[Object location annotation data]
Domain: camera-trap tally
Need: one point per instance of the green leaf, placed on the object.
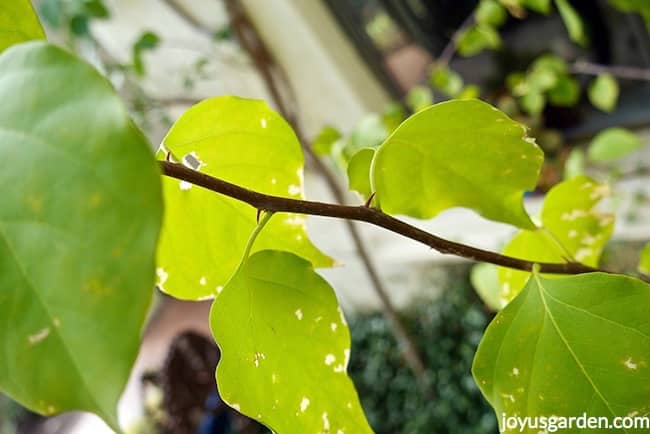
(204, 234)
(78, 228)
(419, 97)
(490, 12)
(603, 92)
(18, 23)
(325, 139)
(447, 81)
(612, 144)
(568, 346)
(478, 38)
(285, 348)
(457, 153)
(572, 21)
(571, 229)
(574, 164)
(644, 260)
(359, 172)
(485, 280)
(565, 93)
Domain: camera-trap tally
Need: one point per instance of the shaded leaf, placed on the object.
(644, 260)
(457, 153)
(612, 144)
(568, 346)
(285, 348)
(447, 81)
(574, 164)
(78, 228)
(204, 234)
(603, 92)
(571, 229)
(359, 172)
(18, 23)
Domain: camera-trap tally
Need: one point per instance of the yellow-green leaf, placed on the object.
(204, 234)
(603, 92)
(285, 348)
(18, 23)
(566, 347)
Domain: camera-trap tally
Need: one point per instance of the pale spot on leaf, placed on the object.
(39, 336)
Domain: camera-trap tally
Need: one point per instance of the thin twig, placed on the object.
(364, 214)
(450, 49)
(624, 72)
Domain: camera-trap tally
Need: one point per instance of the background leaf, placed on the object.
(568, 346)
(644, 260)
(204, 234)
(572, 21)
(78, 229)
(359, 172)
(572, 229)
(446, 155)
(285, 348)
(18, 23)
(603, 92)
(612, 144)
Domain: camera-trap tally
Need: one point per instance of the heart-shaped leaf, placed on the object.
(81, 211)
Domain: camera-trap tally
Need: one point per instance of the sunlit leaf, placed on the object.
(571, 229)
(325, 139)
(490, 12)
(603, 92)
(612, 144)
(285, 348)
(359, 172)
(419, 97)
(457, 153)
(18, 23)
(78, 228)
(204, 234)
(569, 346)
(572, 21)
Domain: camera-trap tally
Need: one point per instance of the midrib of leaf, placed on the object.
(542, 291)
(68, 353)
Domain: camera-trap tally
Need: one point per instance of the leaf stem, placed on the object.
(364, 214)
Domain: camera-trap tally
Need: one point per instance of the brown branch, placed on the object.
(450, 49)
(624, 72)
(373, 216)
(277, 81)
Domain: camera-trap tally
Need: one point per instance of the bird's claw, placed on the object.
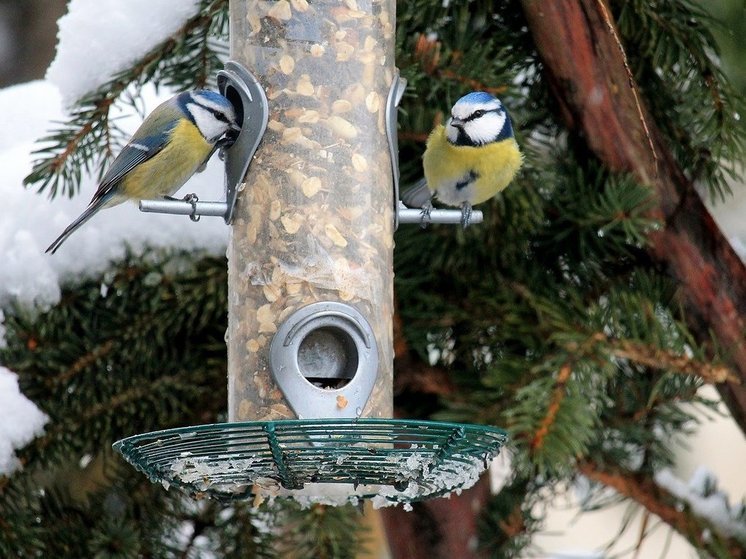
(193, 199)
(466, 214)
(425, 215)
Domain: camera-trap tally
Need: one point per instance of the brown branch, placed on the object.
(558, 395)
(630, 78)
(587, 75)
(700, 533)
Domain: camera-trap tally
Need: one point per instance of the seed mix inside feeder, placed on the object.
(313, 204)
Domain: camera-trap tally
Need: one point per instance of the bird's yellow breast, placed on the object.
(448, 168)
(168, 170)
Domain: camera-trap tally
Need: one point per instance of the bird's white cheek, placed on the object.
(451, 132)
(485, 129)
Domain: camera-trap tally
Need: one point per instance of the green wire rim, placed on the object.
(401, 460)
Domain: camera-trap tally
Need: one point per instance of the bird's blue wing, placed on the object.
(137, 151)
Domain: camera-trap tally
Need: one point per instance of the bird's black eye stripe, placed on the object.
(214, 112)
(480, 113)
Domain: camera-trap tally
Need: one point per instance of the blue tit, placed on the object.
(470, 159)
(172, 143)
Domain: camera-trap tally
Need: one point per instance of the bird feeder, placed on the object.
(312, 200)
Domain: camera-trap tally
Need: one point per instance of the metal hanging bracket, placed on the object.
(242, 89)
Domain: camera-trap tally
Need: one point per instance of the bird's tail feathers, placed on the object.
(418, 195)
(85, 216)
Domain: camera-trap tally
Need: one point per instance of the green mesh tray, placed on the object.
(320, 460)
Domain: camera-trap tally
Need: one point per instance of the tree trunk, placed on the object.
(586, 71)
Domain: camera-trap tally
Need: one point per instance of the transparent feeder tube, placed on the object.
(313, 221)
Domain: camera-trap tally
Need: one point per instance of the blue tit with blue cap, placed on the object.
(175, 141)
(470, 159)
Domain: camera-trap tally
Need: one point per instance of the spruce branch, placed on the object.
(558, 395)
(86, 138)
(657, 358)
(693, 249)
(657, 500)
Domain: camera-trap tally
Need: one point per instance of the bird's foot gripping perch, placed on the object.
(193, 199)
(427, 209)
(466, 213)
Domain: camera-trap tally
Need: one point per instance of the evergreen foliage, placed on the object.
(549, 316)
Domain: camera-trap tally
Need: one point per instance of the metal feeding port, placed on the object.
(387, 460)
(324, 358)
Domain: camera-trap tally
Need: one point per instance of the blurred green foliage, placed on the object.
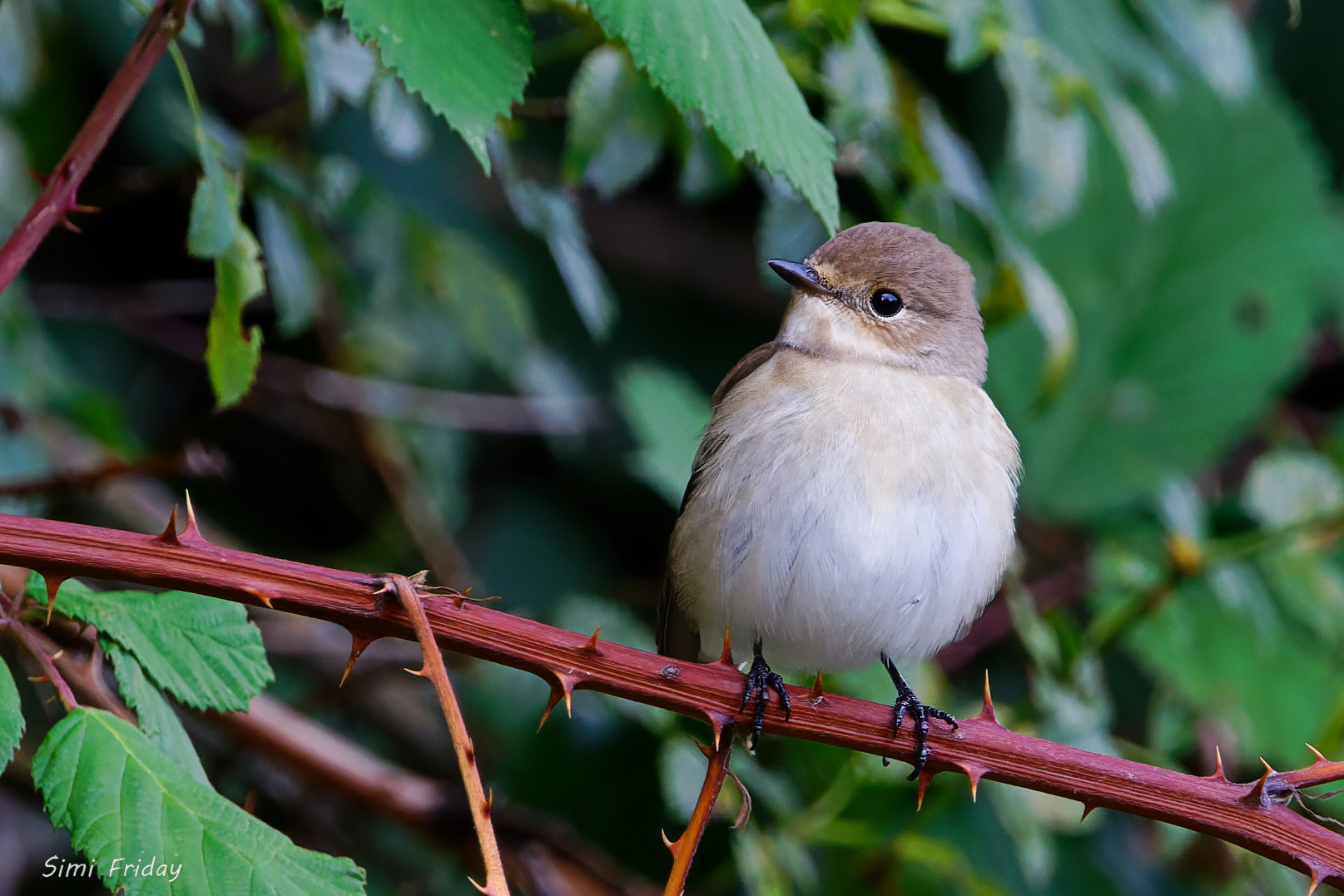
(530, 238)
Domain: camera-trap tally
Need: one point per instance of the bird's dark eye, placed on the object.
(886, 303)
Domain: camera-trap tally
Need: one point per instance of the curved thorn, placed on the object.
(726, 657)
(52, 586)
(260, 596)
(192, 532)
(974, 774)
(816, 693)
(988, 712)
(358, 644)
(745, 813)
(925, 777)
(1218, 767)
(170, 533)
(1257, 793)
(550, 704)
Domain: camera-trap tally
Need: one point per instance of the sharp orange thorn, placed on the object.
(988, 712)
(726, 657)
(1257, 793)
(170, 533)
(816, 693)
(358, 644)
(925, 777)
(192, 531)
(550, 704)
(1218, 767)
(52, 586)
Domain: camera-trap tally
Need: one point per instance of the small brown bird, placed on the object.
(852, 498)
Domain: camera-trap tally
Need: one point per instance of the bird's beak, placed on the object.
(800, 277)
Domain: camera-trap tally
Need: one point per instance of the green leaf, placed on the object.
(1273, 692)
(715, 57)
(233, 354)
(202, 651)
(668, 415)
(614, 133)
(292, 273)
(11, 716)
(1188, 320)
(214, 209)
(122, 799)
(469, 59)
(156, 718)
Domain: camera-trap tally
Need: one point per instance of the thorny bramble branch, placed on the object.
(58, 188)
(1249, 815)
(408, 592)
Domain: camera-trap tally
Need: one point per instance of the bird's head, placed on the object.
(886, 293)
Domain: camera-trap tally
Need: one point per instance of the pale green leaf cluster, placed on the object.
(124, 798)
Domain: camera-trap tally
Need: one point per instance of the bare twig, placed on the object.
(1243, 814)
(437, 673)
(59, 187)
(683, 849)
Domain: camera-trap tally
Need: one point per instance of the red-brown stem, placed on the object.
(437, 673)
(34, 646)
(683, 850)
(58, 191)
(1235, 813)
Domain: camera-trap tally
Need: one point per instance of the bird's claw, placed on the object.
(920, 712)
(757, 686)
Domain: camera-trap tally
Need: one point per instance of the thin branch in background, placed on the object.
(686, 845)
(437, 673)
(1241, 814)
(384, 399)
(58, 191)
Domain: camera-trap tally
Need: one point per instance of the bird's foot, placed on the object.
(920, 714)
(757, 690)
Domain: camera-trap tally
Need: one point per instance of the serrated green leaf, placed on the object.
(715, 57)
(1187, 321)
(469, 59)
(614, 131)
(233, 354)
(156, 718)
(212, 226)
(122, 799)
(202, 651)
(1223, 666)
(11, 716)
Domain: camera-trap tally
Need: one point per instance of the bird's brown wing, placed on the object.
(677, 636)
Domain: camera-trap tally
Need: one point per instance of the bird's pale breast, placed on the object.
(850, 509)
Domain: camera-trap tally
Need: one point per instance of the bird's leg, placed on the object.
(760, 680)
(920, 712)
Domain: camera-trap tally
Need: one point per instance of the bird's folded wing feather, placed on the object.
(677, 636)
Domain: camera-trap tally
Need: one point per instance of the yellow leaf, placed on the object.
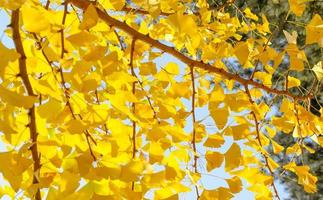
(241, 50)
(272, 164)
(7, 55)
(297, 6)
(170, 190)
(293, 82)
(305, 178)
(82, 38)
(132, 170)
(214, 160)
(232, 157)
(214, 141)
(16, 99)
(90, 18)
(35, 19)
(172, 68)
(113, 4)
(12, 5)
(276, 147)
(220, 116)
(250, 15)
(76, 126)
(291, 38)
(318, 70)
(235, 184)
(314, 31)
(264, 77)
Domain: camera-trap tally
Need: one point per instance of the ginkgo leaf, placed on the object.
(214, 160)
(214, 141)
(232, 157)
(172, 68)
(235, 184)
(318, 70)
(293, 82)
(16, 99)
(242, 52)
(314, 31)
(291, 38)
(305, 178)
(132, 170)
(82, 38)
(90, 18)
(35, 19)
(276, 147)
(220, 116)
(250, 15)
(7, 55)
(297, 6)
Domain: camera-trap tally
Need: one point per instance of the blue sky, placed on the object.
(208, 181)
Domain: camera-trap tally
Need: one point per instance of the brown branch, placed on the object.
(133, 43)
(298, 128)
(83, 4)
(140, 82)
(98, 102)
(134, 125)
(260, 144)
(32, 115)
(194, 130)
(67, 96)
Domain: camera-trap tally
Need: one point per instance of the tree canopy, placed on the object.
(88, 112)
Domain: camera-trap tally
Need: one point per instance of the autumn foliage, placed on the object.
(88, 111)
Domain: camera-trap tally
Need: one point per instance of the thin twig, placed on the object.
(260, 144)
(32, 115)
(194, 130)
(83, 4)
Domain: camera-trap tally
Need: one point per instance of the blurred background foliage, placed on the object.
(279, 17)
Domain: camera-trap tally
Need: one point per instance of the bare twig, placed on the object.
(194, 130)
(32, 115)
(260, 144)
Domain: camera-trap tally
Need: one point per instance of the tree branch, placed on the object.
(260, 144)
(83, 4)
(32, 115)
(194, 130)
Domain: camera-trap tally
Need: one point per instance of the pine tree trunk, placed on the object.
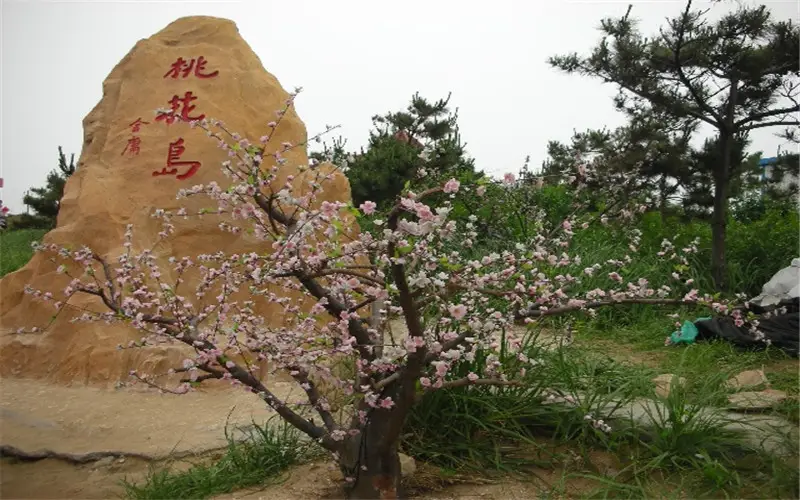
(662, 208)
(719, 219)
(372, 470)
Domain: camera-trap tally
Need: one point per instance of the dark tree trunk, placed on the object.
(662, 206)
(371, 469)
(719, 219)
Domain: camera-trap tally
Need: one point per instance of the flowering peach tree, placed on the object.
(339, 289)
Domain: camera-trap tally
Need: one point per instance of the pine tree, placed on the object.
(730, 75)
(46, 201)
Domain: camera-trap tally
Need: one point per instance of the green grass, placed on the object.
(257, 460)
(687, 452)
(15, 248)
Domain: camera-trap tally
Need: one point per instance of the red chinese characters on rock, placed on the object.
(184, 68)
(184, 105)
(176, 150)
(134, 142)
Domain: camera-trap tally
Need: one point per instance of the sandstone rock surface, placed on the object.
(133, 162)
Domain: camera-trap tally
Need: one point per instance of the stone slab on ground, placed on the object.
(36, 417)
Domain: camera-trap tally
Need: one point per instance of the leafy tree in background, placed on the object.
(650, 147)
(397, 147)
(46, 201)
(730, 75)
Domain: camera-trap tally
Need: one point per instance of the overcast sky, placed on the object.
(354, 58)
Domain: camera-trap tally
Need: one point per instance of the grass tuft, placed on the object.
(258, 459)
(15, 248)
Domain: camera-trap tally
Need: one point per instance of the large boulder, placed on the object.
(132, 162)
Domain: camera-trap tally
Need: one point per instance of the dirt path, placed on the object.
(127, 428)
(79, 420)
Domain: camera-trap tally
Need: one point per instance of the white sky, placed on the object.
(354, 58)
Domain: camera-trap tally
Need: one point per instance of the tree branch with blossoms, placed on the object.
(324, 275)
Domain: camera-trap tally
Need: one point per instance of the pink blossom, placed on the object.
(458, 311)
(451, 186)
(368, 207)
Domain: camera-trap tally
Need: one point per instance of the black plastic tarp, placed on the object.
(782, 331)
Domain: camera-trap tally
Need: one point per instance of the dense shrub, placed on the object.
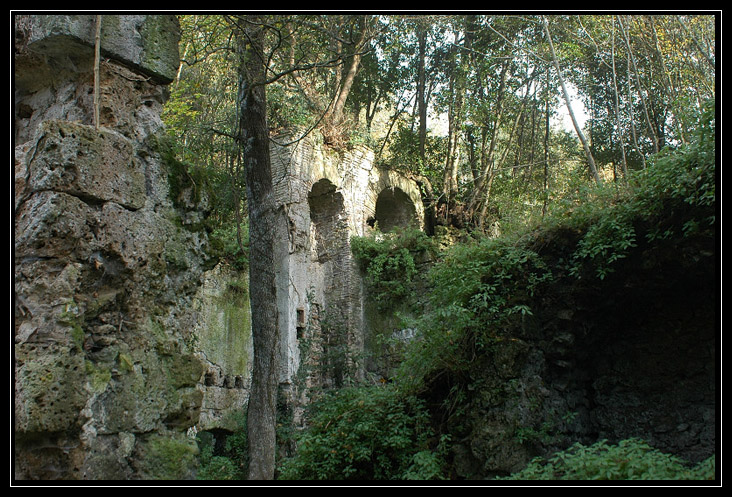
(366, 433)
(630, 459)
(389, 261)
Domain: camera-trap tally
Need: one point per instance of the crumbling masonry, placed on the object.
(126, 337)
(329, 197)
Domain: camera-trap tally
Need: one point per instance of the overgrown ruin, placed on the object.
(126, 335)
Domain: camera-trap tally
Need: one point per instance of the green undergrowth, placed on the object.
(630, 459)
(366, 433)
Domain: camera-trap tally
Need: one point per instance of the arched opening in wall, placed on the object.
(330, 274)
(326, 208)
(394, 209)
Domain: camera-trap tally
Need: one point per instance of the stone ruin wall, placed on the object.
(125, 336)
(105, 266)
(327, 198)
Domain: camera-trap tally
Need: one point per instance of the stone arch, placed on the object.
(395, 209)
(393, 200)
(330, 274)
(326, 214)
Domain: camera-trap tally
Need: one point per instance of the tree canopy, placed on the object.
(467, 103)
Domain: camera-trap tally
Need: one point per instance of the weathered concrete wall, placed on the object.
(328, 197)
(221, 322)
(106, 379)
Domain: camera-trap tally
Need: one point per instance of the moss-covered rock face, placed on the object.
(104, 371)
(223, 341)
(167, 457)
(147, 43)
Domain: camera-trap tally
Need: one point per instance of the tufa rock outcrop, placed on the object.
(105, 374)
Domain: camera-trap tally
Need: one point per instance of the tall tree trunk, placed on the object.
(651, 130)
(578, 130)
(254, 140)
(347, 80)
(421, 87)
(617, 109)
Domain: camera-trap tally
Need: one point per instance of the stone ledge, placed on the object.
(146, 43)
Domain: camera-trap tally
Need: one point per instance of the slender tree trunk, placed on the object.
(617, 109)
(254, 139)
(626, 36)
(97, 61)
(585, 145)
(421, 87)
(350, 76)
(546, 157)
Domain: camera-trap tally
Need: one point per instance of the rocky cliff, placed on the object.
(105, 267)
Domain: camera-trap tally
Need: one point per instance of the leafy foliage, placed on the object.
(389, 261)
(366, 433)
(630, 459)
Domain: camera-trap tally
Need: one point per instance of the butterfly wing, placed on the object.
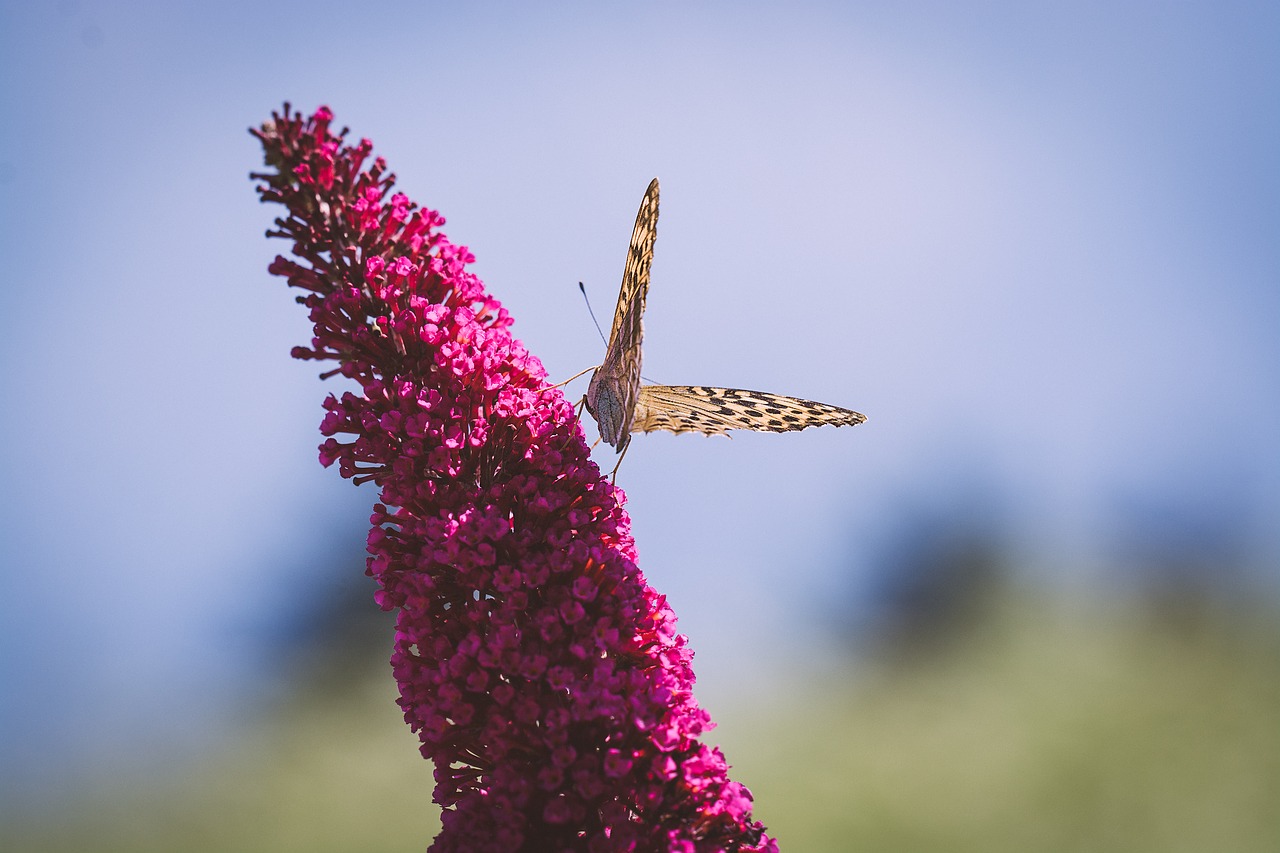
(713, 411)
(616, 384)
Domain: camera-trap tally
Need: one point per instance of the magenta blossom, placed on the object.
(542, 674)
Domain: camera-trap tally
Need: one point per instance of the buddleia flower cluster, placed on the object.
(543, 676)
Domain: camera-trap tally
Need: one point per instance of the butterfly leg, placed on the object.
(613, 474)
(561, 384)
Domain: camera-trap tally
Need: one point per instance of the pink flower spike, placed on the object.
(543, 676)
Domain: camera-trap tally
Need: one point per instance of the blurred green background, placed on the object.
(1031, 724)
(1032, 603)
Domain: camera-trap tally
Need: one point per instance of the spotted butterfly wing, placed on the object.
(713, 411)
(616, 383)
(621, 405)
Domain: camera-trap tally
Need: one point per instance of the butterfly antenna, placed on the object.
(583, 287)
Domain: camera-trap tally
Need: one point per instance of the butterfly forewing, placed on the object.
(699, 409)
(621, 405)
(616, 383)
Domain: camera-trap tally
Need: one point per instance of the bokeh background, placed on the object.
(1029, 605)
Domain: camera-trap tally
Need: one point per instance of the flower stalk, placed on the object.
(543, 676)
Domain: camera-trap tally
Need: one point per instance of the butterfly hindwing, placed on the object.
(621, 405)
(700, 409)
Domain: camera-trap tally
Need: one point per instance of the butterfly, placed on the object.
(621, 405)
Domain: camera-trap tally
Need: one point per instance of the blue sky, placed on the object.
(1036, 246)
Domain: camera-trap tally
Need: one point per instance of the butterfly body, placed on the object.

INSTRUCTIONS FOR THE TASK: Count the lines in the listing above that contain the string "trunk", treating case as significant, and give only the number.

REPLY: 5